Ernesto Ballesteros en Ruth Benzacar
por M.S.Dansey
 
 
 

La muestra de Ernesto Ballesteros, en la galería Ruth Benzacar, es como una gran serpiente que se lo come a uno de un bocado. Como un niño se traga un dulce. ¡Glup! Y adentro: a pasear por las misteriosas tuberías del organismo.

De buenas a primeras, al bajar las escaleras de Florida al 1000 el visitante se encuentra con la arquitectura interior trastocada. Un buche de mampostería lo lleva por un pasillo cuya pared derecha va cubierta por una foto-mural de por lo menos tres metros de largo. La imagen muestra arena, arena y solo arena, sin horizonte y en penumbras. El final del día, acaso el comienzo, y la mirada caída del peregrino, clavada en el próximo paso, sea la playa o el desierto, la vista se pierde en la secuencia ondular de las huellas de los otros, del viento, del tiempo. La sombra viste a la experiencia de un dramatismo ambiguo. La luz en retirada se refugia en las micro-partículas de sílice. Los destellos dorados flotan en la oscuridad y en un parpadeo se confunden fondo y figura. Un descuido nada más, la mirada escéptica vuelve enseguida sobre el papel fotográfico.

Listado de datos:
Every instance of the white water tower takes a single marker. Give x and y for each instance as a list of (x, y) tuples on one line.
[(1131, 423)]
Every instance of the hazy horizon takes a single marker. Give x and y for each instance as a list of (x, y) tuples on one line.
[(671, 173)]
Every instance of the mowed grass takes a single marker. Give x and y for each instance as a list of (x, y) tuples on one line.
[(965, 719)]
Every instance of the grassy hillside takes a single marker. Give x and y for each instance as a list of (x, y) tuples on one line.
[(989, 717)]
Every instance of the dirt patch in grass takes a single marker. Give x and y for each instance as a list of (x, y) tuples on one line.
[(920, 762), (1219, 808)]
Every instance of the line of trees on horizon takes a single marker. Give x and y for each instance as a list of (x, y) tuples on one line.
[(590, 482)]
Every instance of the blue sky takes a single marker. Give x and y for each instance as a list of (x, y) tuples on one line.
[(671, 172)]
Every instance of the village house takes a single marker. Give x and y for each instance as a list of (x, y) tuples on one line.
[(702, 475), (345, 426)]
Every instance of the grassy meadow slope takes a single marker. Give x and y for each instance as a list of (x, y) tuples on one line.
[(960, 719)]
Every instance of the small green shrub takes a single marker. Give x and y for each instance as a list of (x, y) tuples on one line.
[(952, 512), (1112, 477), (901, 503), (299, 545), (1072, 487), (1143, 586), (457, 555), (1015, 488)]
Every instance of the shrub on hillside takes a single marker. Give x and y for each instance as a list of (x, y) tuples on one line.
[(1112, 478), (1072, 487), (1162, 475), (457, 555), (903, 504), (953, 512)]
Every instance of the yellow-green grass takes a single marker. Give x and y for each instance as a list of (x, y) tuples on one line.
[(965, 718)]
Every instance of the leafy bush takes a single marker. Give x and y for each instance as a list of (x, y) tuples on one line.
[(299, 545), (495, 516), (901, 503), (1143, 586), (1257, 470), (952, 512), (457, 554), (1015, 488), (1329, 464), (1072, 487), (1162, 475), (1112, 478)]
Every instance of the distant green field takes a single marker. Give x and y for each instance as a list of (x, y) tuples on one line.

Tareas:
A: Reescribe el pasaje de la reseña de la muestra de Ernesto Ballesteros que comienza en "De buenas a" y termina en "el papel fotográfico.", poniendo "corredor" en lugar de "pasillo".
B: Prosigue la reseña de la muestra de Ernesto Ballesteros a continuación de su última oración.
Los datos no guardan relación con el texto.

Respuestas finales:
A:
De buenas a primeras, al bajar las escaleras de Florida al 1000 el visitante se encuentra con la arquitectura interior trastocada. Un buche de mampostería lo lleva por un corredor cuya pared derecha va cubierta por una foto-mural de por lo menos tres metros de largo. La imagen muestra arena, arena y solo arena, sin horizonte y en penumbras. El final del día, acaso el comienzo, y la mirada caída del peregrino, clavada en el próximo paso, sea la playa o el desierto, la vista se pierde en la secuencia ondular de las huellas de los otros, del viento, del tiempo. La sombra viste a la experiencia de un dramatismo ambiguo. La luz en retirada se refugia en las micro-partículas de sílice. Los destellos dorados flotan en la oscuridad y en un parpadeo se confunden fondo y figura. Un descuido nada más, la mirada escéptica vuelve enseguida sobre el papel fotográfico.

B:
El recorrido dobla a la izquierda y llega a un pequeño recodo donde se encuentran unas extrañas máquinas de caño rojo y ruedas de caucho negro que transportan láminas de cobre. La escena recuerda a una serie de ciencia ficción barata de los años 50. Pero si observamos bien, los carros giran sobre su propio eje y las estructuras aparatosas están condenadas a no ir a ninguna parte. El absurdo remite a esos productos marca ACME que a pesar de sus ingeniosos diseños siempre fallaban. La relación es sensata. En la pared cuelga un boceto a lápiz que muestra pequeños esquemas correlativos de estas máquinas y sus alternativas hipotéticas. Los trazos ligeros y algunas breves anotaciones apuradas permiten seguir las ocurrencias de una mente que no descansa. Hay humor en todo esto y funcionaría como chanza si no fuera por esas hojas cobrizas que llevan marcadas, en relieve, las huellas de un enigma. Si el brillo de la pintura industrial remite a la felicidad prefabricada del sueño americano, el brillo del cobre apela al sueño sagrado de los primeros hombres.

Otra giro a la derecha y nuevas máquinas, tan absurdas como las anteriores en la misteriosa misión de transportar muestras de lo que no sabemos.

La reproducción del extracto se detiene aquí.